文章 ::
■ ■ ■ ■
[LeetCode] Minimum Distance Between BST Nodes 二叉搜索樹中結點的最小距離

 

Given a Binary Search Tree (BST) with the root node root, return the minimum difference between the values of any two different nodes in the tree.

Example :

Input: root = [4,2,6,1,3,null,null]
Output: 1
Explanation:
Note that root is a TreeNode object, not an array.

The given tree [4,2,6,1,3,null,null] is represented by the following diagram:

          4
        /   \
      2      6
     / \    
    1   3  

while the minimum difference in this tree is 1, it occurs between node 1 and node 2, also between node 3 and node 2.

Note:

1. The size of the BST will be between 2 and 100.
2. The BST is always valid, each node's value is an integer, and each node's value is different.

 

這道題跟之前那道Minimum Absolute Difference in BST沒有任何區別，解法完全可以共用，講解也可以參見之前的帖子，這里就簡略的說一下。第一種方法很直接，通過中序遍歷按順序從小到大將所有的結點值都存入到一個數組中，然后就遍歷這個數組，找相鄰的兩個的差值最小的返回即可，參見代碼如下：

 

解法一：

class Solution {
public:
    int minDiffInBST(TreeNode* root) {
        int res = INT_MAX;
        vector<int> v;
        helper(root, v);
        for (int i = 1; i < v.size(); ++i) {
            res = min(res, v[i] - v[i - 1]);
        }
        return res;
    }
    void helper(TreeNode* node, vector<int>& vals) {
        if (!node) return;
        helper(node->left, vals);
        vals.push_back(node->val);
        helper(node->right, vals);
    }
};

 

我們可以優化上面解法的空間復雜度，並不記錄所有的結點值，而是只記錄之前的結點值，然后做差值更新結果res即可。
■ ■ ■ ■
[點標註記錄]
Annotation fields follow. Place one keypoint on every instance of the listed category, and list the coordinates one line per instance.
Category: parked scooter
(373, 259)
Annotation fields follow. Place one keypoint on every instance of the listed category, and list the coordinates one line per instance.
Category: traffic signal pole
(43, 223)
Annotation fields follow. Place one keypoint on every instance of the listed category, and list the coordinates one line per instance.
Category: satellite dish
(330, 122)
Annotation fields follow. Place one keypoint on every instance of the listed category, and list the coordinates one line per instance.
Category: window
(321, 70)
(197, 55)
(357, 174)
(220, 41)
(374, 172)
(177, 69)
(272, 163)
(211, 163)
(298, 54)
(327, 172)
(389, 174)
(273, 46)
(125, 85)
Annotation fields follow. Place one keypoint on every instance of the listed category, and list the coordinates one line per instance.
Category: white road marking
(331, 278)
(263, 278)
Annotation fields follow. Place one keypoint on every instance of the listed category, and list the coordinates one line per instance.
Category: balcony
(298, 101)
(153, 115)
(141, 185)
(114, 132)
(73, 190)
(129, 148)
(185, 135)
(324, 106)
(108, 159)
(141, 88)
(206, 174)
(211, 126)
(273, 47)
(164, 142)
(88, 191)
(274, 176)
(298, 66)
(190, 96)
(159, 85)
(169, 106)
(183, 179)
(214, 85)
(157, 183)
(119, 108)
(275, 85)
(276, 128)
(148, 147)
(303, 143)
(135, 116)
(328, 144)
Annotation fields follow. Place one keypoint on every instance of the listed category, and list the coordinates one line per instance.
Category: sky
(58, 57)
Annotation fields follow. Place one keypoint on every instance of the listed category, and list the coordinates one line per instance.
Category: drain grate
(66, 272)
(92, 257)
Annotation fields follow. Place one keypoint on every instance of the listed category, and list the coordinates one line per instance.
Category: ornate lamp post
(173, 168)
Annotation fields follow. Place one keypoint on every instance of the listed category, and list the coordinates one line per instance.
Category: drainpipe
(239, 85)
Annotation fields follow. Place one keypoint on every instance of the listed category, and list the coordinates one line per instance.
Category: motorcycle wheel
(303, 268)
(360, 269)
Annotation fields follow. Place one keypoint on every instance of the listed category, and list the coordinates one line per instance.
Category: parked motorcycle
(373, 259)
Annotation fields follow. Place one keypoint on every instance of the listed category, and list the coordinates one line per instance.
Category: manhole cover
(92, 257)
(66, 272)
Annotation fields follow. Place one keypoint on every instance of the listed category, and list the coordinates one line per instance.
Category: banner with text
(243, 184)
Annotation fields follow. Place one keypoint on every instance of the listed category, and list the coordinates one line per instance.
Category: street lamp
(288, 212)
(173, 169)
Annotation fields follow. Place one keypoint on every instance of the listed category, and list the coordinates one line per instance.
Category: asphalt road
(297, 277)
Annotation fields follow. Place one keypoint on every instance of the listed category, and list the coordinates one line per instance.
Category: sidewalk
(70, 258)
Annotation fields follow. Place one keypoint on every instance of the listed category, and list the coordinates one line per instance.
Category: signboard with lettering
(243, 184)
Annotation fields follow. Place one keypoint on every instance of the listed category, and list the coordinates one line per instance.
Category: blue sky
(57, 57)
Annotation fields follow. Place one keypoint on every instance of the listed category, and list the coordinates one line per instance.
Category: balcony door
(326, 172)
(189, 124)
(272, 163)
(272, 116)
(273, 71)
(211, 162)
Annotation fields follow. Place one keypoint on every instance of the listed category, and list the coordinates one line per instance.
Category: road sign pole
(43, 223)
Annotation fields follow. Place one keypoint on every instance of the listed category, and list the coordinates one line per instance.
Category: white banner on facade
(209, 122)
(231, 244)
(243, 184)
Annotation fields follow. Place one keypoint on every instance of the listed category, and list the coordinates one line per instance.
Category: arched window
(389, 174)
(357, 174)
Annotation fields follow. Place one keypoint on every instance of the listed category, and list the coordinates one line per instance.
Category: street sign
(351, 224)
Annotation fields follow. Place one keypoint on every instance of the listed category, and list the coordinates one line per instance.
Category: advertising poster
■ ■ ■ ■
請根據上面講二叉搜索樹結點最小距離的文章作答：
(a) Note 中規定 BST 的結點數在什麼範圍內？
(b) 第一種方法通過中序遍歷，把所有結點值按什麼順序存入數組？
(c) 文末的優化做法不記錄所有結點值，而是只記錄什麼？

書面回答 ::
(a) 在 2 到 100 之間。
(b) 按從小到大的順序。
(c) 只記錄之前的結點值，然後做差值更新結果 res。